__AIM A__:
Rewrite the part of the records that opens with the line containing "Please place a point on every instance of the toyota" and runs through the end of the records, requests included, and add 118 to every point coordinate in the answers.

__SOURCE EXTRACT__:
By JOE SHARKEY
Michael Stravato for The New York Times
Cecilia Butler-French and DJB Foxfire on patrol at Bush Airport in Houston.
EASY,” I said, sounding way more calm than I felt. My horse’s vocabulary evidently did not include that particular word. We had pulled ahead of the pack at a flat-out gallop, flying over the grass and the muddy ditches on the perimeter of George Bush Intercontinental Airport near Houston. Trying to slow down, I shifted back in the saddle and squeezed the reins lightly, not wanting the horse’s head to rise to the point where he didn’t spot a ditch.
I cursed myself for forgetting the horse’s name, as this would have been a good time for intimate communication. We’d been galloping in a group of five for nearly two straight miles. The horses, mostly hot-blooded little Arabs, known for the ability to run like the blazes for miles on end, were not even panting. A half-mile ahead, I saw an intersection and a traffic light.
A spinning newspaper headline flashed through my head: “Scores Die in Collision of Airport Shuttle, Runaway Horse.”

__GIVEN INFORMATION__:
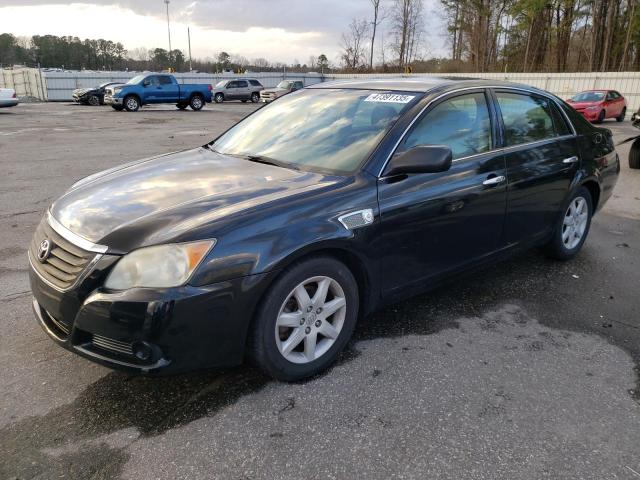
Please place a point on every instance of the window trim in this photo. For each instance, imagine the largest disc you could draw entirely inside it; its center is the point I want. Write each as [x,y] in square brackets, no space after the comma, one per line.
[489,88]
[530,95]
[490,112]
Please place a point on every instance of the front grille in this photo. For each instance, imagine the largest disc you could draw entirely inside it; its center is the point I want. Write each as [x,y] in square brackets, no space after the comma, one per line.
[111,345]
[65,263]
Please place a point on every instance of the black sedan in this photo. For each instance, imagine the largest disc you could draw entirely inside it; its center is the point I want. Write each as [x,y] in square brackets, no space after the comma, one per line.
[92,96]
[271,241]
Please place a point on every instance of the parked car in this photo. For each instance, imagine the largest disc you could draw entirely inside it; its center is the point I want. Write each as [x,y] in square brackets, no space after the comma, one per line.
[284,87]
[598,105]
[92,96]
[157,88]
[273,239]
[237,89]
[8,97]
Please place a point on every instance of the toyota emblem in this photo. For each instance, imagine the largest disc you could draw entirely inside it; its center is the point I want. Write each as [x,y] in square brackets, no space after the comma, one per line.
[44,250]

__AIM B__:
Set down the whole airport horse patrol article again, word for word.

__EXERCISE SOLUTION A__:
Please place a point on every instance of the toyota emblem in this photo. For each instance, imagine the largest disc you could draw entirely inside it; its center is the point I want. Write each as [x,y] in square brackets, no space after the comma, one per line.
[162,368]

__EXERCISE SOLUTION B__:
By JOE SHARKEY
Michael Stravato for The New York Times
Cecilia Butler-French and DJB Foxfire on patrol at Bush Airport in Houston.
EASY,” I said, sounding way more calm than I felt. My horse’s vocabulary evidently did not include that particular word. We had pulled ahead of the pack at a flat-out gallop, flying over the grass and the muddy ditches on the perimeter of George Bush Intercontinental Airport near Houston. Trying to slow down, I shifted back in the saddle and squeezed the reins lightly, not wanting the horse’s head to rise to the point where he didn’t spot a ditch.
I cursed myself for forgetting the horse’s name, as this would have been a good time for intimate communication. We’d been galloping in a group of five for nearly two straight miles. The horses, mostly hot-blooded little Arabs, known for the ability to run like the blazes for miles on end, were not even panting. A half-mile ahead, I saw an intersection and a traffic light.
A spinning newspaper headline flashed through my head: “Scores Die in Collision of Airport Shuttle, Runaway Horse.”